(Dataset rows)
-- -- --
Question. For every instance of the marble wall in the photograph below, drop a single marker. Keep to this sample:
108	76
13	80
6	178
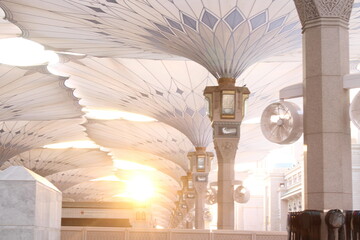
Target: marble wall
30	206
-- -- --
> [WHAT THE TASK ASKS]:
Write out every line of the records above again, leaving out the pictures. Multiply each answer coordinate by 1.4 and round it to a whole number, with halves going up, but keep the sample coordinate pairs in the wording unchanged.

> [SOLUTION TO THIS PROBLEM]:
Question. For every instance of the marble wall in the photograph below, drop a single marker. Keep to this sample:
108	76
13	80
6	178
Target: marble wall
42	288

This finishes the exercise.